| Problems to solve |
a: In the essay on women in the workplace, why does the writer say she phrased her ideas in meetings in a way that kept them from being taken seriously? Answer in one to three sentences.
b: Rewrite the stretch of the essay on women in the workplace from "Mistakes can be" through "milestones even harder.", changing "sacrifice" to "dedication".
c: Continue the essay on women in the workplace from where it stops.

| Reading text |
The senior project manager looked down from the stage immediately, and her eyes locked instantly with mine. However she didn’t say anything about the VP’s mistake, or interject to add my name. We both stood in silence, knowing that my efforts had been forgotten in the same breath that my male colleagues were recognised, and neither of us said a word. A couple of months later, Mike was promoted and given a pay raise while I was passed over for the advanced position.
Mistakes can be made, and things like this happen often, but unfortunately, they tend to happen to women at a higher rate than men. I personally have had quite a few instances where my efforts to go above and beyond were noticed and/or recognised less frequently than they should have been — and in those instances, a tenured female advocate could have paved the way.
Everyone — male or female — has to prove themselves through hard work and sacrifice in order to earn the respect from their colleagues. For women, however, the tendency to take a back seat and resist speaking up can make breaking through workplace milestones even harder.
Personally, I’ve encountered many instances in my early to mid-career where my voice was overtaken in meetings, or I phrased my ideas in a way that prevented my ideas from being taken seriously because I was scared of appearing too “pushy.”
According to Deborah Tannen, a linguistics expert and one of the leading researchers in the communication differences between professional men and women, women frequently say “we” when talking about something they have personally accomplished, while men most often say “I.” When handing out direction, woman will ask subordinates, “Do you think you could do this by 4?” while men tend to speak more directly: “Do this by 4.”
Women are often hyper-aware of not appearing too bossy or assertive, and therefore accidentally downplay their own, hard-earned authority in the room. According to Tannen, women are socialized to sound less confident, and this socialization often works to our detriment in the workplace. Women are less likely than men to assert their own expertise or call attention to their own accomplishments. For more info on this fascinating subject, listen to this episode of Women in the Workplace by Harvard Business Review.

| Given records |
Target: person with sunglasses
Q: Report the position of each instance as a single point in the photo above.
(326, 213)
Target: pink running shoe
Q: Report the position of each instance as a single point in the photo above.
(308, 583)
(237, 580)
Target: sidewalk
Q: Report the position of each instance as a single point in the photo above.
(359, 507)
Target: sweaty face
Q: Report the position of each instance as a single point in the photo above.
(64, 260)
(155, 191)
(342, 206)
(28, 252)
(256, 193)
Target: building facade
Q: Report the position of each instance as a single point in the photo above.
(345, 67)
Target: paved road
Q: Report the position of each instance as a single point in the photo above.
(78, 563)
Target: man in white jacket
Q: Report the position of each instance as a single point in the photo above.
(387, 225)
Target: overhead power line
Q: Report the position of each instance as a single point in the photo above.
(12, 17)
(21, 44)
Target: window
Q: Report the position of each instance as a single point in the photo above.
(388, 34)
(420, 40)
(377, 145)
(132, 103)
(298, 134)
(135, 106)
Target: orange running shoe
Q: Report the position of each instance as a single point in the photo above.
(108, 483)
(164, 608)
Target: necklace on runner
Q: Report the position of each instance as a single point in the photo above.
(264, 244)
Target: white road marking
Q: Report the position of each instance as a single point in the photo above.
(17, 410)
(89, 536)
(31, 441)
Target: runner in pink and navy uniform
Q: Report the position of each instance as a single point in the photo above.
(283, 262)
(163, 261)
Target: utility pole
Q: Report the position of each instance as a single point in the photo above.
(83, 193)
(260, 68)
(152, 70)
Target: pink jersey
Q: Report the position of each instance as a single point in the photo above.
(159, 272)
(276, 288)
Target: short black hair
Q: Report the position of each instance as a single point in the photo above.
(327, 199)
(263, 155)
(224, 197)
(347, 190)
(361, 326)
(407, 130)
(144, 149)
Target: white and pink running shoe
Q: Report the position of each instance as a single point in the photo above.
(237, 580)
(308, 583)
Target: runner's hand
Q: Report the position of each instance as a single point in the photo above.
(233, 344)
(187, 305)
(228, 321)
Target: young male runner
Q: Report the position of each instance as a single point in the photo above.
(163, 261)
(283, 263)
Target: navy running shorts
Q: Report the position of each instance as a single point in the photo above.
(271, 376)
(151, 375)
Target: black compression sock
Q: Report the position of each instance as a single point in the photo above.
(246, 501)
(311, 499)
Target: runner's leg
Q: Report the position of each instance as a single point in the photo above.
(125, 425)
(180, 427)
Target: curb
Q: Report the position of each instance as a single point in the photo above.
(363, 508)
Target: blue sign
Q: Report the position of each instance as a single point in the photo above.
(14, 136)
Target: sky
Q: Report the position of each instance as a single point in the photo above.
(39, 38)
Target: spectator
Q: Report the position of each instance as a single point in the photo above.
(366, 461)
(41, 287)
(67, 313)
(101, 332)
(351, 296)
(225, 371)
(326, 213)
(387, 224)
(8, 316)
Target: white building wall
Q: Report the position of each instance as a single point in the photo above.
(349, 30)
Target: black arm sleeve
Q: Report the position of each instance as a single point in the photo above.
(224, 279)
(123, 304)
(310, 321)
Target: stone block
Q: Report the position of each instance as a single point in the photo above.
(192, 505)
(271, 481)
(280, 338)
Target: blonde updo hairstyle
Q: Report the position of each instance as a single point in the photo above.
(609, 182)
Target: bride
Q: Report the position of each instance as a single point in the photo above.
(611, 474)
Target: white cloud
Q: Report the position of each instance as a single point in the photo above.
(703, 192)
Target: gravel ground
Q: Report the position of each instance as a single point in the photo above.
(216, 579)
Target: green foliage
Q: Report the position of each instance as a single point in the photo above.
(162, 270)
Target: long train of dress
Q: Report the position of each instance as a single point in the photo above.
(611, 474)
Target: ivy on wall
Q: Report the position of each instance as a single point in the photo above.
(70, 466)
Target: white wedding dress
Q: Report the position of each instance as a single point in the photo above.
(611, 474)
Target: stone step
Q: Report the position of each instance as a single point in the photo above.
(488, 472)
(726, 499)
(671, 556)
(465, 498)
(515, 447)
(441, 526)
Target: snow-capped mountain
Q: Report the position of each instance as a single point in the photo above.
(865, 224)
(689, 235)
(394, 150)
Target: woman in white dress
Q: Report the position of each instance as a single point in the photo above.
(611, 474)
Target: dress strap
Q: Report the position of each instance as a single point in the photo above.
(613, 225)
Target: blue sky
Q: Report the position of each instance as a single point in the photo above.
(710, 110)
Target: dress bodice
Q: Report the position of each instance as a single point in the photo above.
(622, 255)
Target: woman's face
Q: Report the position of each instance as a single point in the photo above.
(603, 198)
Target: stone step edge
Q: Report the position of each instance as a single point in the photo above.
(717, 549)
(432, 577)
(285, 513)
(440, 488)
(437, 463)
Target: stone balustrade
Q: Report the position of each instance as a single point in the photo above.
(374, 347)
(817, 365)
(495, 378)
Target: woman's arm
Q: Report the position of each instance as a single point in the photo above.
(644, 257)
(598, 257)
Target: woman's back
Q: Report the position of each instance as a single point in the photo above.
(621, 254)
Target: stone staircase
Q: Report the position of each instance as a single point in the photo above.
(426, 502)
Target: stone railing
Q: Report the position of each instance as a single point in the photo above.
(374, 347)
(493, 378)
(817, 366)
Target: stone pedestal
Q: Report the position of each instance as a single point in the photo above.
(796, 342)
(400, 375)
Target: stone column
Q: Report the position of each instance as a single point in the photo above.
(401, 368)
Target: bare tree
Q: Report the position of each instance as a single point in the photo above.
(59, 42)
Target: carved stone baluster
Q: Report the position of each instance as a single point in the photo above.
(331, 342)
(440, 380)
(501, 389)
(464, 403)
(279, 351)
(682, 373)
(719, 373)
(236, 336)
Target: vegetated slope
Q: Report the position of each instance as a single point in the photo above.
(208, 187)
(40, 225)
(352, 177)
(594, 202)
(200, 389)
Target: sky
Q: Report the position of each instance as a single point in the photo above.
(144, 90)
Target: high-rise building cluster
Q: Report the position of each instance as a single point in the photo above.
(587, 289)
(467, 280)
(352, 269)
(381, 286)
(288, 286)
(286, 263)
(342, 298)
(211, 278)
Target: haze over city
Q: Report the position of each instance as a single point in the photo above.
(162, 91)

| Answers to the tasks |
a: The writer phrased her ideas that way because she was scared of appearing too "pushy." That fear led her to word them so that they weren't taken seriously.

b:
Mistakes can be made, and things like this happen often, but unfortunately, they tend to happen to women at a higher rate than men. I personally have had quite a few instances where my efforts to go above and beyond were noticed and/or recognised less frequently than they should have been — and in those instances, a tenured female advocate could have paved the way.
Everyone — male or female — has to prove themselves through hard work and dedication in order to earn the respect from their colleagues. For women, however, the tendency to take a back seat and resist speaking up can make breaking through workplace milestones even harder.

c:
Human beings learn their cues for communication and codes of conduct are learned from our peers. So, if all the other women in the room — especially the ones we look up to — are using soft language or avoiding opportunities to take credit for their achievements, it’s easy to find ourselves being overheard. Over the years, I’ve often wondered if it might be easier to make my ideas heard with more authoritative, direct female voices in the room.
I will never forget the moment that I realized how prevalent the gender pay gap truly was. I was in my early 30s and earning what I thought was a fairly decent salary. I was working at an agency with huge international brands on their roster and a fairly intensive, beyond-the-9-to-5 schedule.
One evening, my team and I stayed late after work to prepare for a huge pitch that needed to go out the door and on a plane to our potential client the next day. It had been a hectic week with multiple deadlines, and we were all a little tired and overworked. The “late crew” that evening included two junior marketing associates, one of my male colleagues in a similar position, and myself.
Luckily, this rush happened to fall on a night when I had no other afterwork plans, but my male colleague had apparently canceled other plans at the last minute in order to stay late and finish the pitch, and he was understandably unhappy about it. In addition to that, we had run into technology hiccups, so the completion of the project had taken even longer than expected.
About an hour before putting the finishing touches on the pitch, my colleague seemed to hit a breaking point, and he begin to voice his displeasure. Unfortunately for me, his expression of dissatisfaction came in the form of “I don’t get paid enough for this amount of frustration. I only make…” and then, he uttered a figure that was 1½ times my salary.
One. And a half. Times.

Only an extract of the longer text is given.